STUDY MATERIAL ::
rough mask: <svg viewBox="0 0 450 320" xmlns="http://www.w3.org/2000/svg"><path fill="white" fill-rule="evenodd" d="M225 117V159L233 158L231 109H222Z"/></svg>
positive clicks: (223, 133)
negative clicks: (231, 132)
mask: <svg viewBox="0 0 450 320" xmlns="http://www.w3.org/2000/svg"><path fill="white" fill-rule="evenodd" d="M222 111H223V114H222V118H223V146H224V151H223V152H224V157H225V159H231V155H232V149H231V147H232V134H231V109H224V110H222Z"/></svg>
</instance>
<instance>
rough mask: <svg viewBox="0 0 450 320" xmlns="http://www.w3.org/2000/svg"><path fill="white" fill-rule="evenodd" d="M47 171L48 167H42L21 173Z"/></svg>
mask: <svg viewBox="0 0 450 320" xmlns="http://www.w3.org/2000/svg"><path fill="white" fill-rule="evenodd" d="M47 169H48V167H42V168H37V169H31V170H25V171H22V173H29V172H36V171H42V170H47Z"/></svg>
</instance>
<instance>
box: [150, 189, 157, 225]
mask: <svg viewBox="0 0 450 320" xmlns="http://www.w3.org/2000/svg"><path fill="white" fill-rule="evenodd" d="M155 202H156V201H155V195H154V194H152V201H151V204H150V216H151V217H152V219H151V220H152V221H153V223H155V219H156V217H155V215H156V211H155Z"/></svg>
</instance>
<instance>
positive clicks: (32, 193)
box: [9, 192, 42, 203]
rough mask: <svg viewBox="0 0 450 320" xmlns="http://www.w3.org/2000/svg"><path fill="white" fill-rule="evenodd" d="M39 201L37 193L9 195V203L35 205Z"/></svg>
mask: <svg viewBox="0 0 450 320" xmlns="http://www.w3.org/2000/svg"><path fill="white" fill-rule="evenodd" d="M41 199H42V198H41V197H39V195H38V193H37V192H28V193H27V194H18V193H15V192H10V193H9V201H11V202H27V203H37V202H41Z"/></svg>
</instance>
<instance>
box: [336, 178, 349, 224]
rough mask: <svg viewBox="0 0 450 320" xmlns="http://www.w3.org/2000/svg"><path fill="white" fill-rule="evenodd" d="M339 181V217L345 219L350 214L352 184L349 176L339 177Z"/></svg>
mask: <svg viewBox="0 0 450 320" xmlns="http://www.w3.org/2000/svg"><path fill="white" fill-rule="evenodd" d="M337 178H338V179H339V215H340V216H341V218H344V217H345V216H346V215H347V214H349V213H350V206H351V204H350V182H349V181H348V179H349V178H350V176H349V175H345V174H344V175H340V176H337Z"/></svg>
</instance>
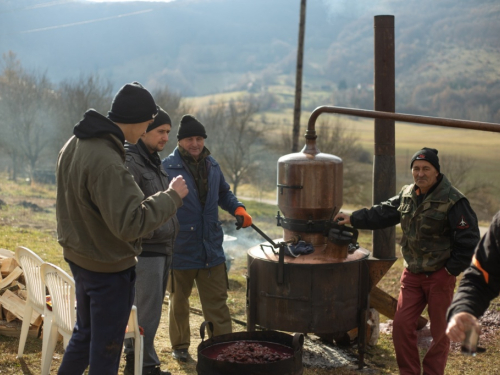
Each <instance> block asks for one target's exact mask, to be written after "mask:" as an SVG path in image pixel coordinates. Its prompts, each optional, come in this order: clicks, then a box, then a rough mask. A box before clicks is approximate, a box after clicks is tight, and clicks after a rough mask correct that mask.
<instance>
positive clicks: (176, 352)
mask: <svg viewBox="0 0 500 375" xmlns="http://www.w3.org/2000/svg"><path fill="white" fill-rule="evenodd" d="M172 357H174V359H177V360H178V361H181V362H187V357H188V352H187V349H174V351H173V352H172Z"/></svg>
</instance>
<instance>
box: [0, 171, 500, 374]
mask: <svg viewBox="0 0 500 375" xmlns="http://www.w3.org/2000/svg"><path fill="white" fill-rule="evenodd" d="M241 192H242V195H245V194H246V195H249V196H251V194H252V192H251V191H249V190H245V189H243V190H242V191H241ZM273 195H274V194H273V192H269V193H267V194H266V197H267V198H268V197H271V198H272V197H273ZM0 199H1V200H2V201H4V202H5V203H6V205H1V206H0V247H1V248H6V249H10V250H14V249H15V248H16V246H19V245H22V246H27V247H28V248H30V249H32V250H33V251H35V252H36V253H37V254H39V255H40V256H41V257H42V258H43V259H44V260H46V261H49V262H52V263H55V264H57V265H59V266H61V267H62V268H64V269H65V270H67V271H69V268H68V266H67V264H66V262H65V261H64V260H63V258H62V251H61V248H60V247H59V245H58V244H57V239H56V232H55V208H54V203H55V189H54V187H53V186H49V185H37V186H30V185H28V184H27V183H26V182H19V183H14V182H12V181H7V180H6V179H5V176H0ZM23 202H30V203H32V204H33V205H32V206H27V205H26V204H23ZM244 203H245V205H246V206H247V208H248V210H249V212H251V214H252V216H253V218H254V222H255V223H256V224H257V225H258V226H259V227H260V228H261V229H263V230H264V231H265V232H266V233H268V234H269V235H270V236H271V237H272V238H279V237H280V236H281V235H282V233H281V230H280V229H279V228H277V227H276V224H275V220H274V215H275V214H276V209H277V208H276V206H275V205H271V204H265V203H260V202H256V201H244ZM34 205H36V206H34ZM38 208H39V209H40V212H34V209H35V210H37V209H38ZM221 219H222V220H223V221H226V222H227V223H228V225H233V224H232V221H233V219H232V217H231V216H229V215H227V214H223V215H221ZM250 233H251V231H250V229H247V230H246V232H244V231H240V232H238V233H237V236H238V241H234V242H233V244H234V246H232V247H231V248H230V249H229V251H230V253H231V255H232V256H234V257H235V261H234V264H233V266H232V268H231V270H230V272H229V279H230V287H231V290H230V292H229V299H228V305H229V308H230V310H231V314H232V317H233V318H235V319H237V320H239V321H243V322H245V321H246V316H245V295H246V280H245V274H246V249H248V247H249V244H250V242H251V241H253V244H255V243H258V242H262V239H259V238H258V237H256V236H255V234H253V236H252V235H251V234H250ZM255 241H257V242H255ZM359 242H360V245H361V246H362V247H365V248H368V249H370V248H371V234H370V232H369V231H362V232H361V236H360V240H359ZM401 271H402V260H401V259H399V260H398V261H397V262H396V263H395V264H394V266H393V267H392V268H391V269H390V270H389V272H388V273H387V274H386V275H385V276H384V278H383V279H382V280H381V282H380V283H379V284H378V286H379V287H380V288H382V289H383V290H385V291H386V292H388V293H389V294H391V295H393V296H394V297H397V294H398V291H399V276H400V274H401ZM191 304H192V307H194V308H196V309H200V307H201V306H200V303H199V299H198V296H197V293H196V291H193V295H192V297H191ZM499 305H500V303H499V301H498V299H497V300H494V301H493V304H492V307H491V309H498V306H499ZM167 311H168V306H167V304H166V303H165V304H164V310H163V312H164V313H163V317H162V322H161V325H160V328H159V330H158V334H157V337H156V339H155V343H156V347H157V351H158V354H159V356H160V360H161V361H162V363H163V364H164V366H163V367H166V368H168V370H169V371H171V372H172V373H173V374H176V375H177V374H187V375H191V374H196V362H195V360H196V356H197V353H196V347H197V344H198V343H199V340H200V339H199V335H198V333H197V331H198V328H199V326H200V324H201V322H202V320H203V319H202V317H200V316H199V315H196V314H191V318H190V320H191V329H192V331H191V332H192V345H191V347H190V350H189V352H190V355H191V357H192V360H189V361H188V362H187V363H185V364H180V363H178V362H176V361H175V360H173V359H172V357H171V347H170V342H169V339H168V328H167ZM424 315H425V313H424ZM385 320H386V319H385V318H384V317H383V316H381V321H382V322H383V321H385ZM233 328H234V330H235V331H241V330H245V327H244V326H243V325H240V324H237V323H234V324H233ZM483 345H484V346H486V347H487V351H486V353H484V354H481V355H478V356H477V357H475V358H473V357H465V356H462V355H461V354H460V353H458V352H457V351H452V352H451V354H450V357H449V360H448V366H447V370H446V374H450V375H459V374H478V373H483V374H495V373H500V356H499V355H498V354H499V352H500V341H499V337H498V334H497V333H496V331H495V332H494V333H493V334H492V335H491V337H490V338H489V341H487V342H486V344H485V343H483ZM17 347H18V339H17V338H12V337H5V336H1V335H0V352H1V353H2V354H1V355H0V373H1V374H39V372H40V358H41V340H40V339H35V338H29V339H28V342H27V346H26V349H25V355H24V358H23V360H18V359H17V358H16V354H17ZM348 350H351V351H352V352H353V353H354V354H356V351H355V349H354V348H351V349H348ZM62 355H63V349H62V346H61V345H60V344H59V345H58V347H57V349H56V353H55V354H54V359H53V361H52V370H51V373H53V374H55V373H56V372H57V368H58V365H59V364H60V361H61V359H62ZM365 358H366V363H367V369H368V370H369V373H374V374H397V373H398V370H397V365H396V361H395V356H394V349H393V345H392V340H391V336H390V335H388V334H381V335H380V339H379V341H378V343H377V344H376V345H375V346H373V347H370V348H369V350H368V353H367V355H366V356H365ZM123 366H124V361H122V363H121V367H120V374H121V371H122V370H123ZM331 373H336V374H355V373H357V372H356V371H355V370H354V369H352V368H349V367H346V368H340V369H336V370H335V371H334V372H332V371H331V370H321V369H313V368H305V370H304V374H305V375H311V374H318V375H326V374H331Z"/></svg>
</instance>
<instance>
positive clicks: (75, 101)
mask: <svg viewBox="0 0 500 375" xmlns="http://www.w3.org/2000/svg"><path fill="white" fill-rule="evenodd" d="M112 90H113V87H112V85H111V82H110V81H109V80H104V79H102V78H101V77H99V75H97V74H89V75H87V76H84V75H81V76H80V77H79V78H78V79H76V80H65V81H63V82H61V84H60V85H59V90H58V102H59V105H58V106H57V108H58V112H57V117H58V118H57V122H56V132H55V134H54V144H55V147H54V148H55V149H56V150H59V149H60V148H61V146H62V145H63V144H64V143H65V142H66V141H67V140H68V138H70V137H71V135H72V134H73V127H74V125H75V124H77V123H78V121H79V120H80V119H81V118H82V116H83V114H84V113H85V112H86V111H87V110H88V109H90V108H93V109H95V110H96V111H97V112H99V113H101V114H102V115H104V116H106V115H107V112H108V110H109V108H110V107H111V100H112Z"/></svg>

ABOUT THIS EXERCISE :: Print, exactly as written, the first line of the records above and each line after it until the line with "positive clicks: (223, 133)", which is printed too.

ANSWER BOX ::
rough mask: <svg viewBox="0 0 450 320" xmlns="http://www.w3.org/2000/svg"><path fill="white" fill-rule="evenodd" d="M225 117V159L233 158L231 109H222Z"/></svg>
positive clicks: (223, 133)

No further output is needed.